** Opening Data for review block **
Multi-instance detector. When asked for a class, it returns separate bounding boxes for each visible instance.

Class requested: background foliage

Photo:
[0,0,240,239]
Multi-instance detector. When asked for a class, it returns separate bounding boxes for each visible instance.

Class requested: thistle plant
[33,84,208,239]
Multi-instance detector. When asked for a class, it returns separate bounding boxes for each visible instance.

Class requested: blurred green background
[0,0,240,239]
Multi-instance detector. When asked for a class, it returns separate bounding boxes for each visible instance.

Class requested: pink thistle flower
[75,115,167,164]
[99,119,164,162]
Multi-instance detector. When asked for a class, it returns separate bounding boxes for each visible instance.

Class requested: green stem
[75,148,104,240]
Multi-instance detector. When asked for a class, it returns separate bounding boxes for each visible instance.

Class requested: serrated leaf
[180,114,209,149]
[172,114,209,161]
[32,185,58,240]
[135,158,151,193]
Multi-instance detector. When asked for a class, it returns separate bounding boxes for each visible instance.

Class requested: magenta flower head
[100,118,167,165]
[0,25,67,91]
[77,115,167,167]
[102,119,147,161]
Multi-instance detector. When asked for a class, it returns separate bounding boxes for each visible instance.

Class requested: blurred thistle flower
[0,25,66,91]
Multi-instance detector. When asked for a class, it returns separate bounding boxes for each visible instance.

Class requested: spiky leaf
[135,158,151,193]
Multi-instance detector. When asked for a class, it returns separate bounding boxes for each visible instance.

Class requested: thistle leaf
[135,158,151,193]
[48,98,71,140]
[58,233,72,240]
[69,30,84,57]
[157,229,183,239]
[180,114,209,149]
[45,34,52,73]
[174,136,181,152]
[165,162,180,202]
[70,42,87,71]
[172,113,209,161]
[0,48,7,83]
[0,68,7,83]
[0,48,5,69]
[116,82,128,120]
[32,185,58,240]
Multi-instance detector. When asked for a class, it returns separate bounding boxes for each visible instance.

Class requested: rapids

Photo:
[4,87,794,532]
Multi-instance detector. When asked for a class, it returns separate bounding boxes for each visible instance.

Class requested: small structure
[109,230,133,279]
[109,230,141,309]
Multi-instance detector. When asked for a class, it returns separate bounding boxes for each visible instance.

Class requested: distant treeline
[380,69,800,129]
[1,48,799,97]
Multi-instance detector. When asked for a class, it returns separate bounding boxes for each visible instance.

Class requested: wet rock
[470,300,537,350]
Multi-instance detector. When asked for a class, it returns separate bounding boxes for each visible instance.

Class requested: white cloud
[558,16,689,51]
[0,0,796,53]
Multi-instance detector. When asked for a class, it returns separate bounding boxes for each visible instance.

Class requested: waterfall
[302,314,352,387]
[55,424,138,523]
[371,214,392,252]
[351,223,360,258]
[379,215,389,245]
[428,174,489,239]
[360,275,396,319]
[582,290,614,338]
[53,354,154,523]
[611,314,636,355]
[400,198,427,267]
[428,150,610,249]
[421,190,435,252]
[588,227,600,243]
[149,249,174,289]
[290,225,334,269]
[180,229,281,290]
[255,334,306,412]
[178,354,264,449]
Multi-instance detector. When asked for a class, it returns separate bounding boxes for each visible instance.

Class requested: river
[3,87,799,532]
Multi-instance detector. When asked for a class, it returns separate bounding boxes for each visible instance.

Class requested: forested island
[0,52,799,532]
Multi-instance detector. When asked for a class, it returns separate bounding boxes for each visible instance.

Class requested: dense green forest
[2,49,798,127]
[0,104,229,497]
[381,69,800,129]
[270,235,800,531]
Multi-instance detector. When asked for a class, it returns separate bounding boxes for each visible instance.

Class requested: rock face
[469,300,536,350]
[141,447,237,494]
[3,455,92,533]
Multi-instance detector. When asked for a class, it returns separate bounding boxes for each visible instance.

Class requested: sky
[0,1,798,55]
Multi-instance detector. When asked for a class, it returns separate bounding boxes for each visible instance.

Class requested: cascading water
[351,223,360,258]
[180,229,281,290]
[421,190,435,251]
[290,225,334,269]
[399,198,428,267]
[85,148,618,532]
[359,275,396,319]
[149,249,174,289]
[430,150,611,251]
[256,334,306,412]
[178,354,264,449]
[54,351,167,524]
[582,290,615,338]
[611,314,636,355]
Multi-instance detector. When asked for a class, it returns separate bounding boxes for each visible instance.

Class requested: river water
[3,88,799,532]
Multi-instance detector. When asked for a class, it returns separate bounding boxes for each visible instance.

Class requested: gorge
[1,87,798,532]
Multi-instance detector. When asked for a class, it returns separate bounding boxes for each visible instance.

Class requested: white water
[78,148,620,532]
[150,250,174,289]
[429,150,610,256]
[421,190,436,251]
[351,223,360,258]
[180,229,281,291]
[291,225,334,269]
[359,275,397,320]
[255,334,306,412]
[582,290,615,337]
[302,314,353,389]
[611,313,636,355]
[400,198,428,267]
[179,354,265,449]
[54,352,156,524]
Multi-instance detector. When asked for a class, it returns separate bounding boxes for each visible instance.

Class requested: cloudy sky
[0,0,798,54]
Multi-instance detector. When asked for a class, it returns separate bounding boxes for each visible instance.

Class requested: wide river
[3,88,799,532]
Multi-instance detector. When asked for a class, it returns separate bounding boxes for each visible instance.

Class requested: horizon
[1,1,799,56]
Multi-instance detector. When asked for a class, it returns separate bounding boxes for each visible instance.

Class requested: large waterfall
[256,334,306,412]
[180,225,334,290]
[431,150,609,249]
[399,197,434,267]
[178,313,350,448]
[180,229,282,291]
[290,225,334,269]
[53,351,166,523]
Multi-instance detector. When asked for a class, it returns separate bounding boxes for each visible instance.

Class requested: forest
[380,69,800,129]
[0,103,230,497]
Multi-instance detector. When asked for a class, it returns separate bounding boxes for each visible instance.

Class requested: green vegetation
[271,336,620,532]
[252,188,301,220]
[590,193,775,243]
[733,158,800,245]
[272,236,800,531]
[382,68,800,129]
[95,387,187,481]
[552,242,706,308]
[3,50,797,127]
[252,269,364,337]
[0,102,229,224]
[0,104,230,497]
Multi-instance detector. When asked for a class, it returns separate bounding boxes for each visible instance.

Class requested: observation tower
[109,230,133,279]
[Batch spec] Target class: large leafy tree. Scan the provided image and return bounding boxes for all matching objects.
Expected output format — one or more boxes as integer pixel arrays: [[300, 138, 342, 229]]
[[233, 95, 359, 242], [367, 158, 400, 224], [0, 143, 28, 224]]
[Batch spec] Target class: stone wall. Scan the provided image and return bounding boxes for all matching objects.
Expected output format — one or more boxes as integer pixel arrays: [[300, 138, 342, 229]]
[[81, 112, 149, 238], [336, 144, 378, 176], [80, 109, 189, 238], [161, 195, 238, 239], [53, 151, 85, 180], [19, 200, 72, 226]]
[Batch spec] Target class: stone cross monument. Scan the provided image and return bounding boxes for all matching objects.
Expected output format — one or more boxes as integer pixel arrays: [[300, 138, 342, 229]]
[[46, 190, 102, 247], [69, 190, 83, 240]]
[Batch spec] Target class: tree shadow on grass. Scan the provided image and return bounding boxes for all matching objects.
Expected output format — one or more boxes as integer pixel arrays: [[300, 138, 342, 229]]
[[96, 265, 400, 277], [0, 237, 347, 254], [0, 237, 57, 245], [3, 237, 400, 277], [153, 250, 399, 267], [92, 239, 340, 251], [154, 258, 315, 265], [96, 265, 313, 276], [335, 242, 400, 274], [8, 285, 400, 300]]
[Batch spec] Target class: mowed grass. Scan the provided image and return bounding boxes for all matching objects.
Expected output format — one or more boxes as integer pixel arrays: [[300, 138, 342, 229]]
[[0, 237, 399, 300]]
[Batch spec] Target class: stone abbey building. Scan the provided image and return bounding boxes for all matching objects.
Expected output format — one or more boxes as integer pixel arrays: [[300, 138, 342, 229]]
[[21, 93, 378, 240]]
** Closing Data for review block **
▸ **Your assignment**: Go through the records above, find each line with the string "stone", and copy it.

▸ **Your response**:
[Batch spec] Target class: stone wall. Scan the provided image and return bounding boxes for all matching objects.
[Batch spec] Target class: stone cross monument. Scan the provided image and return bounding boxes for all matching objects.
[Batch spec] Target class: stone abbey building. Scan the provided image and return bounding boxes for all matching objects.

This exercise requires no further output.